# Who Will be the Next Coach?



## TROCK24

*Lansing?*

I think coach Lansing would be a great coach for the womens team. Any thoughts?


----------



## SycamoreStateofMind

TROCK24 said:


> I think coach Lansing would be a great coach for the womens team. Any thoughts?



Good thought, I doubt it is what he is looking for though. I think he would like to be a head mens coach one day and I am not sure if this is the direction he would take to get to that point... 

Not saying that he wouldn't make a good coach or that he wouldn't want the job... I just don't see something like that happening. I doubt it would be much of a pay increase for him either, probably pretty comparable. 


Those are my thoughts, for whatever they are worth.


----------



## BankShot

It's time to get a female coach & staff.  They're far more qualified to deal with the peripheral "girl" developmental issues that go along with the game and college life in general. I would think that there's quite a pool of qualified candidates for ISU to select from.


----------



## SycamoreStateofMind

Is Mel to young? Maybe she does not have enough experience, but she is a proven winner on many different levels as a player - would she be a candidate? I am guessing that she will viewed as to young and inexperienced to be a head coach at that level. But hey Men's college hoops has been quick to capitalize on younger head coaches....


----------



## BankShot

I doubt if RP will lean toward staying in the "box" on this one...time for some new chemistry.


----------



## SycamoreStateofMind

BankShot said:


> I doubt if RP will lean toward staying in the "box" on this one...time for some new chemistry.



You mean if history serves correctly? 








Yeah good point.... Moving on now! lol


----------



## BankShot

I'm sure that RP will wanna get this position filled as soon as possible, given the HS state tournament situation & recruiting. He also understands the significance of ISU Women's Basketball and the REGIONAL/NATIONAL scope. He's a master of working these situations and exposing Indiana State to America.


----------



## TROCK24

I think Coach Lansing would be a great coach.  He is a proven recruiter and always has a great game plan when it comes to X's and O's and being a head coach is always an assistants goal.  Also his wife works for the athletic department and they enjoy living in Terre Haute.  I think he would be a great fit.


----------



## BlueHeart

You have to be kidding!!!  Men's Basketball and Women's Basketball are two totally different games.  I just don't see the logic here.  Besides, Angie is Senior Women's Administrator...that would mean she'd be Greg's boss.  Not gonna happen I'm thinking.

Bounding box annotation entries
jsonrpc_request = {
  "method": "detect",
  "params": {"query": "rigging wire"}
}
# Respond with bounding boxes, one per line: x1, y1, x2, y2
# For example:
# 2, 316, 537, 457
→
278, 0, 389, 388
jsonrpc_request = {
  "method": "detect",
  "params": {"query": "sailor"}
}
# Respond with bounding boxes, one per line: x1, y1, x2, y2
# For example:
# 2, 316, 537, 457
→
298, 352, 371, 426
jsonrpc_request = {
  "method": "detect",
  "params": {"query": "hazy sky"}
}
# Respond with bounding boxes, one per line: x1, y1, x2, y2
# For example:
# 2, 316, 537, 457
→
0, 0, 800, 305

Instructions:
a: Transcribe the stretch of the coaching thread from "Good thought, I" through "to that point...".
b: Answer these questions about the coaching thread:
(i) According to TROCK24, whose wife works for the athletic department?
(ii) What position does BlueHeart say Angie holds?
(iii) What two things does BankShot say make RP want the position filled as soon as possible?
These entries are separate material, unrelated to the coaching thread.

Outputs for the tasks:
a:
Good thought, I doubt it is what he is looking for though. I think he would like to be a head mens coach one day and I am not sure if this is the direction he would take to get to that point...

b:
(i) Coach Lansing's.
(ii) Senior Women's Administrator.
(iii) The HS state tournament situation and recruiting.